PROBLEMS –
1 - According to the passage on Supreme Court rulings, in what year was the Supreme Court opinion overruled in the Janus case issued?
2 - Write out the passage on Supreme Court rulings, beginning at the words "The Court refused" and stopping after "challenges looks grim.".

If you read the majority opinions in the above cases, you’ll see the Court’s Republican Justices repeatedly suggesting they need to ignore a plethora of relevant facts, comments, and history in order to give due deference to federal and state legislators. That deference dissolved in the Janus case, where the Court’s five Republicans joined to overrule a 1977 Supreme Court opinion, as well as the laws on the books in 22 states, to gut a key funding source for public-sector unions. The decision weakens a powerful Democratic interest group, which is one reason Republicans have fought so hard, for so long, for a ruling like this. The Court, wrote Justice Elena Kagan in an angry dissent, has become “black-robed rulers overriding citizens’ choices.”
The Court refused to set limits on even extreme cases of partisan gerrymandering, sending multiple gerrymandering cases back down to lower courts, at least for now. These rulings were more technical, and less partisan, but they dashed the hopes of those who believed the Court might finally step in to set limits on how aggressively politicians could choose their voters and harden their majorities. Though the Court held open the possibility of revisiting this issue if brought to them in another way, since Kennedy was the key swing vote, the future of these challenges looks grim.

Coordinate labeling data:
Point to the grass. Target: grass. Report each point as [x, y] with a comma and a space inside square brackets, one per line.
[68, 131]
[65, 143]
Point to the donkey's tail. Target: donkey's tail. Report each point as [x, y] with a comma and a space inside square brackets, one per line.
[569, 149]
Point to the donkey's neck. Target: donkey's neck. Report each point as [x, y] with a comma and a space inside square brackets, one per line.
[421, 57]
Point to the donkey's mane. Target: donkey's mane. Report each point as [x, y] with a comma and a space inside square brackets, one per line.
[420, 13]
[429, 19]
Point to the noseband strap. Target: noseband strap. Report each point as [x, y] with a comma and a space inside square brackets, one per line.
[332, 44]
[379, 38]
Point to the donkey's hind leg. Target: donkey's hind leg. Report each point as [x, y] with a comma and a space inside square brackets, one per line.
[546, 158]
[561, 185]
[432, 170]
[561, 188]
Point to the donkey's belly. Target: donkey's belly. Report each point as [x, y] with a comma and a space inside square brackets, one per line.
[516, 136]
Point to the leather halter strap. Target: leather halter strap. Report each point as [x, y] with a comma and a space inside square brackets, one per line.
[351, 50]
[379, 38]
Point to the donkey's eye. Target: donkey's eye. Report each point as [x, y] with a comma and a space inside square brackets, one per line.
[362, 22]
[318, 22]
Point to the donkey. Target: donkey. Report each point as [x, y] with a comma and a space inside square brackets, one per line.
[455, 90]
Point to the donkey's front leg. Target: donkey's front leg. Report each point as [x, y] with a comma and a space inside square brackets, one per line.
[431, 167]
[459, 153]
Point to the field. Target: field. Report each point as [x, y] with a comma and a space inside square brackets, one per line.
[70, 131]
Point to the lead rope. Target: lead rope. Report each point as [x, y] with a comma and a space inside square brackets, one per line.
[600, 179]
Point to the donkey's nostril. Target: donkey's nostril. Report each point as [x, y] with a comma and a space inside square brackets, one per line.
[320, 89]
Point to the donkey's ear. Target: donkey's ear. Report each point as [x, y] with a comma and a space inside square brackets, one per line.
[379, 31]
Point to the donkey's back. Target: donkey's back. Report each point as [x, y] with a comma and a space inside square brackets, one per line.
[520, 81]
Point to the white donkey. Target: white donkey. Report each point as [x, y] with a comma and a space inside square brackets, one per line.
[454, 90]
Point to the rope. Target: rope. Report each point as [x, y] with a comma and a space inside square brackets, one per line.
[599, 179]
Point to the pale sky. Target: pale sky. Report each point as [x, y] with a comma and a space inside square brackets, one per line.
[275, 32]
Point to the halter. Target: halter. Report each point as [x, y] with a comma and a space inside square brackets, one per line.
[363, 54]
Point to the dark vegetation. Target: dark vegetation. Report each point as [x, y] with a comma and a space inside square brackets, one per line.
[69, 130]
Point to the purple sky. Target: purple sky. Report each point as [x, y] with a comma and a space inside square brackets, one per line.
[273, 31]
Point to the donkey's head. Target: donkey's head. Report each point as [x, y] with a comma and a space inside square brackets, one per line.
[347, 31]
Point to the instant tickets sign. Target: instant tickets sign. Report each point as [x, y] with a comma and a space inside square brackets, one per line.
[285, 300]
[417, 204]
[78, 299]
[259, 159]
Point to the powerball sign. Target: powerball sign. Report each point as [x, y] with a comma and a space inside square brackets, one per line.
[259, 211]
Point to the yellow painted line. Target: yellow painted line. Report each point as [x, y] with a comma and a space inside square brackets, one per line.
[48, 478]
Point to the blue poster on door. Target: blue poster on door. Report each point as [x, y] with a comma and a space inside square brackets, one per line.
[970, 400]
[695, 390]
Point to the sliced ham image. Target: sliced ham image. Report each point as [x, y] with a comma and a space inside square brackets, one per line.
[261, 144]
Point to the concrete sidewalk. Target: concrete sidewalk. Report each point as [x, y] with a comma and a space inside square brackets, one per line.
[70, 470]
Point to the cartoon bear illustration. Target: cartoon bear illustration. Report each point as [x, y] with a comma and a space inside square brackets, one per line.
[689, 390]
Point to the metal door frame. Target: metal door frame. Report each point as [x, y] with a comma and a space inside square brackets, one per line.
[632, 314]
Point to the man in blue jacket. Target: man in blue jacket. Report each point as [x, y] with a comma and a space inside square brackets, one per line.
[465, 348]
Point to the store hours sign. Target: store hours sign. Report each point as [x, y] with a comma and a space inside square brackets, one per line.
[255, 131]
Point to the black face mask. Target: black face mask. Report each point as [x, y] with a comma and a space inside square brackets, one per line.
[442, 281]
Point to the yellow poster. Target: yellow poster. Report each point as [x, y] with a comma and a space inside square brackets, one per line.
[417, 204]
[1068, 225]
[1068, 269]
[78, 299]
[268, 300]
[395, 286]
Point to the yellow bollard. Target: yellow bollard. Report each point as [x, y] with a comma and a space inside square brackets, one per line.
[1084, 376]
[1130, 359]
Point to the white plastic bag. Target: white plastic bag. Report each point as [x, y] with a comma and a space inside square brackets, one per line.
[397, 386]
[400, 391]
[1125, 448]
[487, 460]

ANSWER LIST –
1 - 1977

2 -
The Court refused to set limits on even extreme cases of partisan gerrymandering, sending multiple gerrymandering cases back down to lower courts, at least for now. These rulings were more technical, and less partisan, but they dashed the hopes of those who believed the Court might finally step in to set limits on how aggressively politicians could choose their voters and harden their majorities. Though the Court held open the possibility of revisiting this issue if brought to them in another way, since Kennedy was the key swing vote, the future of these challenges looks grim.